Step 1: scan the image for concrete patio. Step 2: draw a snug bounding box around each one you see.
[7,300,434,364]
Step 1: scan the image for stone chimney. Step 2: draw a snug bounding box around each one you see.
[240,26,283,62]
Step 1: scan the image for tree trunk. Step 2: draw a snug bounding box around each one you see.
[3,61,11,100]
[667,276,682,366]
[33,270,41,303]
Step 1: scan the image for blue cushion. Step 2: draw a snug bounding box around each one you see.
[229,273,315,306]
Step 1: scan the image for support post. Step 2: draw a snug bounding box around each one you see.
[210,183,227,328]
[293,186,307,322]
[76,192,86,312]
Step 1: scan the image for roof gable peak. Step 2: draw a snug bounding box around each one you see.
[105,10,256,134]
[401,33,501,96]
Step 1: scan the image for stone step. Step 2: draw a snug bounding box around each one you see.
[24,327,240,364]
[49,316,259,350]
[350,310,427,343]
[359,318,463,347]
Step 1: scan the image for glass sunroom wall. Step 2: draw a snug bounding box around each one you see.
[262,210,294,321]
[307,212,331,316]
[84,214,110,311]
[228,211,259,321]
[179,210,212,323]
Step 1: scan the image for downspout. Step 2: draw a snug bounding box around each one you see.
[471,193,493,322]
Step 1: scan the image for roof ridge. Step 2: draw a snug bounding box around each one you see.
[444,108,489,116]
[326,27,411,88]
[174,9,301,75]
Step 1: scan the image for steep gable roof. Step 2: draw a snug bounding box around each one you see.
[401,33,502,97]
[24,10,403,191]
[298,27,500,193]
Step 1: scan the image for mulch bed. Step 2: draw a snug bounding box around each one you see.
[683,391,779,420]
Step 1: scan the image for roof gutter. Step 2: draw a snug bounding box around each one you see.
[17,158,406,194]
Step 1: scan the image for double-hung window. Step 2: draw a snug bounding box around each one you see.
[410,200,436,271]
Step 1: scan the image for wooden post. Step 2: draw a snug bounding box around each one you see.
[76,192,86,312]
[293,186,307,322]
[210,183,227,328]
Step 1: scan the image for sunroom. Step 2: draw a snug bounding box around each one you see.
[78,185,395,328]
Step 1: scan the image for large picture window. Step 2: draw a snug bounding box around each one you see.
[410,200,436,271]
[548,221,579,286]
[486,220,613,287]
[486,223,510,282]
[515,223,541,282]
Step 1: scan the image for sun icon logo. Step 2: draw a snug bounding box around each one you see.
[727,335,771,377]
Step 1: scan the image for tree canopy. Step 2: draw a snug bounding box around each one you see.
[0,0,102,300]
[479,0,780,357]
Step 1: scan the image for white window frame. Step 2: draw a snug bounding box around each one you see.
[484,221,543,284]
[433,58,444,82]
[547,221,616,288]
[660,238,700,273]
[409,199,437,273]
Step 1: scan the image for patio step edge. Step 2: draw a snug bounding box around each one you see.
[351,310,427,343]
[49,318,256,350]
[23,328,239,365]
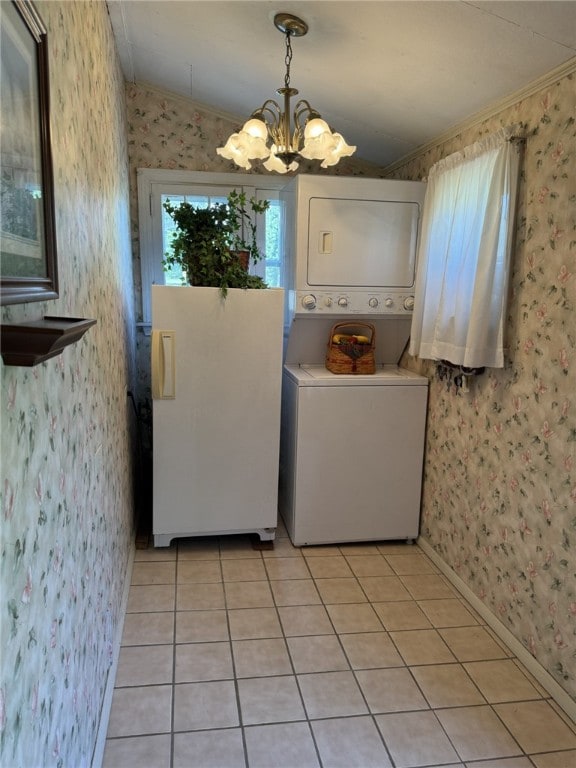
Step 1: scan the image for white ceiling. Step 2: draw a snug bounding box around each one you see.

--------------------

● **Exercise prompt**
Transcribe the listing above in full. Pictures are not part of the copy.

● **Expected output**
Step 1: scan the image for concrete patio. Step 2: draw a snug bounding box around each one you see.
[7,300,434,364]
Step 1: scan the image for stone chimney. Step 2: draw a snug bounding box around each one you see.
[240,26,283,62]
Step 1: scan the image for tree trunk. Step 2: draw a snug bounding box around each one you see.
[3,61,11,100]
[667,276,682,366]
[33,270,41,303]
Step 1: scan the image for blue cushion. Step 2: draw a snug bounding box around each one you see.
[229,273,315,306]
Step 1: scan the image for support post. Step 2: draw a snug bounding box around each one you see.
[210,183,227,328]
[293,186,307,322]
[76,192,86,312]
Step 1: scan the image for roof gable peak. Step 2: draw a snug bounding box around each one you see.
[105,10,256,134]
[401,33,501,96]
Step 1: scan the image for stone step. Step 2: draw a snug bounding box around each one you see.
[24,327,240,364]
[49,316,259,350]
[350,310,427,343]
[359,318,463,347]
Step 1: scan the image for glass sunroom wall. Step 2: draw a snug bounding box around each one you see.
[262,210,294,321]
[307,212,331,316]
[84,214,110,311]
[228,211,259,321]
[179,210,212,323]
Step 1: scan the image for downspout. Step 2: draw a snug bounding box around each one you see.
[471,193,493,322]
Step 1: scan the image for roof ridge. Step 2: draw a snug bounding box around each one you see.
[444,108,489,116]
[326,27,411,88]
[174,9,301,75]
Step 1: scan the image for steep gable roof. Step 2: draw a snug bounding box around each one you see.
[401,33,502,97]
[24,10,403,191]
[298,27,500,193]
Step 1: scan the image for mulch bed. Step 2: draw a snug bounding box around each one you see.
[683,391,779,420]
Step 1: scan the image for roof gutter. Step 2: draw a snug bounding box around each one you see.
[17,158,406,194]
Step 1: scan the image for double-hung window. Step 2: draw a snug bounding box around each one you see.
[410,200,436,271]
Step 1: scan the image for wooden post. Step 2: draw a snug bounding box around each one you see.
[76,192,86,312]
[293,186,307,322]
[210,183,227,328]
Step 1: scan the image for sunroom. Step 2: draw a snug bounding box around each one you see.
[78,185,395,328]
Step 1: scan the image for large picture window. Step 2: draw a snug bounding box around each one you see.
[410,200,436,271]
[548,221,579,286]
[486,220,613,287]
[486,223,510,282]
[515,223,541,282]
Step 1: scan the image for sun icon logo. Step 2: draw a snug bounding box around each one you see.
[727,335,771,377]
Step 1: scan the image for tree canopy. Step 2: draw a snug bounding box around each one you see.
[0,0,102,300]
[479,0,780,357]
Step 1: scan the image for white window frame. Step 2: draw a snug bounding box around each one you see.
[484,221,543,284]
[433,58,444,82]
[547,221,616,288]
[660,238,700,273]
[409,199,437,273]
Step 1: scan the image for patio step edge. Step 2: draw a snug bounding box around each one you see.
[351,310,427,343]
[49,318,256,350]
[23,328,239,365]
Step 1: scan the image for white ceiling. Step 2: draw a snug bounding box around each one you see.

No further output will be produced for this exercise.